ただし家賃を支払わずに5年待てばよいわけではなく、時効成立には一定の要件を満たすことが必要です。

そこで、家賃滞納のまま5年経てば本当に踏み倒しできるのか、何年未払いなら時効が成立するのか次の章に分けて詳しく説明していきます。

  1. 家賃滞納の消滅時効の要件
  2. 時効援用とは
  3. 滞納した家賃の消滅時効が中断されるケース
  4. 家賃滞納を放置するデメリット
  5. 違法な家賃回収は警察や専門家に相談

家賃を滞納したままの状態でいることにはデメリットもあるため、どのようなリスクを負うことになるのか踏まえた上で読み進めてください。

1章 家賃滞納の消滅時効の要件

家賃を滞納してから5年以上経過すると消滅時効により、滞納分を請求されなくなります。
消滅時効とは、一定期間に権利を行使しなかったことにより、権利が消滅する制度です。

ただし家賃滞納の消滅時効については、次の2つの「要件」を満たすことが必要です。

§ レコード一覧
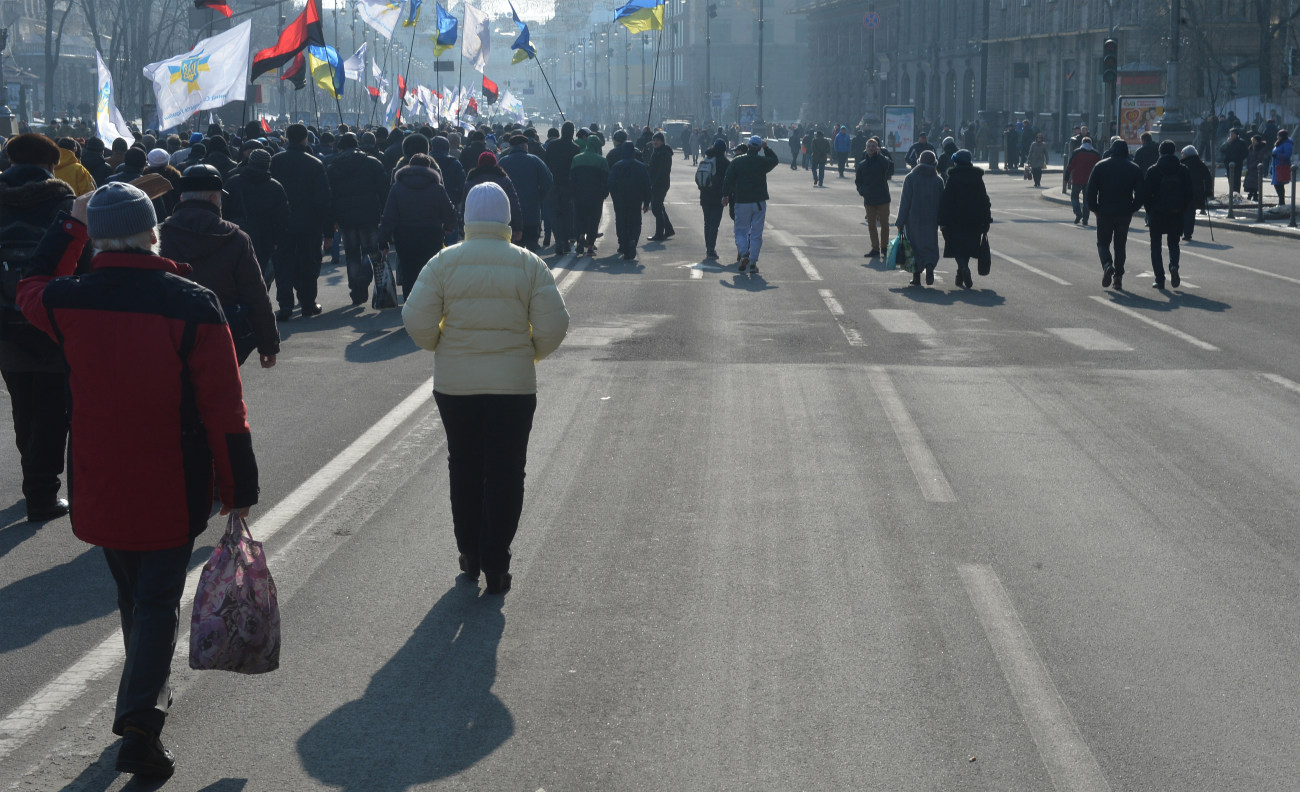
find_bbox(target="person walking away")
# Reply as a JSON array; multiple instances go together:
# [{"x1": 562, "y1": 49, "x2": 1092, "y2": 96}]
[
  {"x1": 832, "y1": 124, "x2": 853, "y2": 178},
  {"x1": 1080, "y1": 138, "x2": 1144, "y2": 291},
  {"x1": 545, "y1": 121, "x2": 581, "y2": 256},
  {"x1": 498, "y1": 135, "x2": 554, "y2": 252},
  {"x1": 894, "y1": 151, "x2": 944, "y2": 286},
  {"x1": 853, "y1": 138, "x2": 893, "y2": 259},
  {"x1": 1026, "y1": 133, "x2": 1048, "y2": 187},
  {"x1": 0, "y1": 133, "x2": 74, "y2": 523},
  {"x1": 1179, "y1": 146, "x2": 1214, "y2": 242},
  {"x1": 813, "y1": 129, "x2": 831, "y2": 187},
  {"x1": 1065, "y1": 138, "x2": 1097, "y2": 228},
  {"x1": 1143, "y1": 140, "x2": 1196, "y2": 289},
  {"x1": 18, "y1": 183, "x2": 257, "y2": 778},
  {"x1": 569, "y1": 135, "x2": 610, "y2": 257},
  {"x1": 270, "y1": 124, "x2": 333, "y2": 321},
  {"x1": 939, "y1": 148, "x2": 993, "y2": 289},
  {"x1": 325, "y1": 133, "x2": 389, "y2": 306},
  {"x1": 1219, "y1": 126, "x2": 1249, "y2": 195},
  {"x1": 221, "y1": 148, "x2": 289, "y2": 283},
  {"x1": 377, "y1": 153, "x2": 458, "y2": 298},
  {"x1": 722, "y1": 133, "x2": 774, "y2": 273},
  {"x1": 159, "y1": 165, "x2": 280, "y2": 368},
  {"x1": 402, "y1": 183, "x2": 569, "y2": 594},
  {"x1": 1260, "y1": 129, "x2": 1295, "y2": 207},
  {"x1": 646, "y1": 131, "x2": 677, "y2": 242},
  {"x1": 608, "y1": 140, "x2": 654, "y2": 256},
  {"x1": 696, "y1": 138, "x2": 731, "y2": 260}
]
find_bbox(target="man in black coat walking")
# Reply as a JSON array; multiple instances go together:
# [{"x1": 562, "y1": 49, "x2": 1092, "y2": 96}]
[
  {"x1": 270, "y1": 124, "x2": 334, "y2": 321},
  {"x1": 1084, "y1": 138, "x2": 1143, "y2": 291},
  {"x1": 325, "y1": 133, "x2": 389, "y2": 306}
]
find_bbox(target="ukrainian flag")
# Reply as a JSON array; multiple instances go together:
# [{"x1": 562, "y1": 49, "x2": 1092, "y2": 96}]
[{"x1": 614, "y1": 0, "x2": 667, "y2": 33}]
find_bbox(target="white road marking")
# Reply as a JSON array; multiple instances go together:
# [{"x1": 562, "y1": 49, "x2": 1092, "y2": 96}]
[
  {"x1": 1182, "y1": 247, "x2": 1300, "y2": 284},
  {"x1": 818, "y1": 289, "x2": 867, "y2": 346},
  {"x1": 1091, "y1": 294, "x2": 1219, "y2": 352},
  {"x1": 790, "y1": 247, "x2": 822, "y2": 281},
  {"x1": 1260, "y1": 375, "x2": 1300, "y2": 393},
  {"x1": 867, "y1": 367, "x2": 957, "y2": 503},
  {"x1": 1048, "y1": 328, "x2": 1134, "y2": 352},
  {"x1": 868, "y1": 308, "x2": 935, "y2": 336},
  {"x1": 992, "y1": 250, "x2": 1070, "y2": 286},
  {"x1": 0, "y1": 380, "x2": 433, "y2": 761},
  {"x1": 957, "y1": 564, "x2": 1110, "y2": 792}
]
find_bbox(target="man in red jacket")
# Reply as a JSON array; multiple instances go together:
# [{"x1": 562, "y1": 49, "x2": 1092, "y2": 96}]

§ 課題
家賃滞納の消滅時効を説明した本文を、最後の文の後から続けて書いてください。

§ 回答
  1. 家賃滞納から5年以上経過している
  2. 家賃を5年以上未払いである

それぞれの要件について説明します。

1-1 家賃滞納から5年以上経過している

家賃滞納の消滅時効については、家賃滞納から「5年」以上経過していることが必要です。

民法により、家賃は「定期給付債権」として扱われており、消滅時効期間は「5年間」とされています。

定期給付債権とは
定期給付債権とは、1年以内の一定時期に一定の金額を請求する権利であり、たとえば家賃・年金・養育費などが該当します。

家賃滞納から5年以上経過していることが必要であることに関し、次の3つについてさらに詳しく説明していきます。

  1. 消滅時効の起算点
  2. 代位弁済があった場合の消滅時効期間と起算点
  3. 消滅する家賃の範囲

消滅時効の起算点

消滅時効期間の5年という期間において、問題となるのは消滅時効の「起算点」です。

家賃滞納の消滅時効の起算点は、次のいずれかのタイミングとなります。

  • 最後に家賃を支払ったとき
  • 家賃を請求された日

代位弁済があった場合の消滅時効期間と起算点

家賃保証会社の保証がついている場合、家賃を滞納した借主に代わって家賃保証会社が家賃を「代位弁済」します。

借主は家賃保証会社から請求されることになりますが、代位弁済されたときの時効も「5年」であり、起算点は代位弁済があった日となります。

消滅する家賃の範囲

家賃滞納から5年過ぎていても、全ての債権がなくなるわけではありません。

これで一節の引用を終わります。